PROVIDED MATERIAL START
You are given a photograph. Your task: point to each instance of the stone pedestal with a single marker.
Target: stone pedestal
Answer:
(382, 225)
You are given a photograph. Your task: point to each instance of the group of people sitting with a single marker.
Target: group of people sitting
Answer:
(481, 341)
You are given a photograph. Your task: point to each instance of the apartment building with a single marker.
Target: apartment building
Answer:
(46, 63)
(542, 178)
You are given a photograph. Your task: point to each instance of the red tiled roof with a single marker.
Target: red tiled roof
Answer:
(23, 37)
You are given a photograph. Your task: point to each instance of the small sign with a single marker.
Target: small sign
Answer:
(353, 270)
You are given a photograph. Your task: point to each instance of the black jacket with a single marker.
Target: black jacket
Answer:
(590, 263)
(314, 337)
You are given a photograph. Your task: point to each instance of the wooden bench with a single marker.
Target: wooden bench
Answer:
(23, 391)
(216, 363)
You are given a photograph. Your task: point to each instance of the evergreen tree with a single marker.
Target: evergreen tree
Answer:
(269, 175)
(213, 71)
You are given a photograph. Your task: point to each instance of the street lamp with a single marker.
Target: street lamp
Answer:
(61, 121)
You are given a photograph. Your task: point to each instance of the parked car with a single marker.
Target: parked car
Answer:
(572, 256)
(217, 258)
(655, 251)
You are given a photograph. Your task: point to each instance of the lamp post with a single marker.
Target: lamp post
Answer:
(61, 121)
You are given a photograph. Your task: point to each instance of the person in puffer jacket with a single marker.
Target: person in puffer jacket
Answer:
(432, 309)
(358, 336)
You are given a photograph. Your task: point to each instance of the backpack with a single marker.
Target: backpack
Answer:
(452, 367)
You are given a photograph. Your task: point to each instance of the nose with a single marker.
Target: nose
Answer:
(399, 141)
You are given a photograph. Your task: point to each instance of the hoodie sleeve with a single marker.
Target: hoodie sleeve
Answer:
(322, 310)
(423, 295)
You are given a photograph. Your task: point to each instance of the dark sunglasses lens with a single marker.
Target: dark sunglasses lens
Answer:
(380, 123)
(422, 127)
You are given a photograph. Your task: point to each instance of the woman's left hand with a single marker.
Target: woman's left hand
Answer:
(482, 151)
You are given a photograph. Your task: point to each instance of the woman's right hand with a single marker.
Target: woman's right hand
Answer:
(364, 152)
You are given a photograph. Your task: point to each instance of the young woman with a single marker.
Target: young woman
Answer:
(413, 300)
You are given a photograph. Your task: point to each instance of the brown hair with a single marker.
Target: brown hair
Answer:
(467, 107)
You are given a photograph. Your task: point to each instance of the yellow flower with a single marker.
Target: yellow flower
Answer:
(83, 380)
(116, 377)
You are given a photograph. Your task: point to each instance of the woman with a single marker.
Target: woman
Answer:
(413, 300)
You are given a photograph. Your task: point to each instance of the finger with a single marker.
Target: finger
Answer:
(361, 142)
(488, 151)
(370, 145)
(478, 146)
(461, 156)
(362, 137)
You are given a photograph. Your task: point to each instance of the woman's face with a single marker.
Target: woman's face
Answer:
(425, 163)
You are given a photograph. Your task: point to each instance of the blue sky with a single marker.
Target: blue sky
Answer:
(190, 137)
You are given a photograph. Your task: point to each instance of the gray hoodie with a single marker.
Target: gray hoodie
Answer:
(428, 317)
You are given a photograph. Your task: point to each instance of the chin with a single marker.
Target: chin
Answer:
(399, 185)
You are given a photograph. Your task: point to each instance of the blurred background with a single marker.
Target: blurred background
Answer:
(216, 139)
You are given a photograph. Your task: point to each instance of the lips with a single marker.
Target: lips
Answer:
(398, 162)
PROVIDED MATERIAL END
**PROBLEM**
Where does "wooden" appear in the records above? Copy every line that has it.

**TASK ANSWER**
You are given a photograph. Your task: point to each instance of the wooden bench with a single marker.
Target: wooden bench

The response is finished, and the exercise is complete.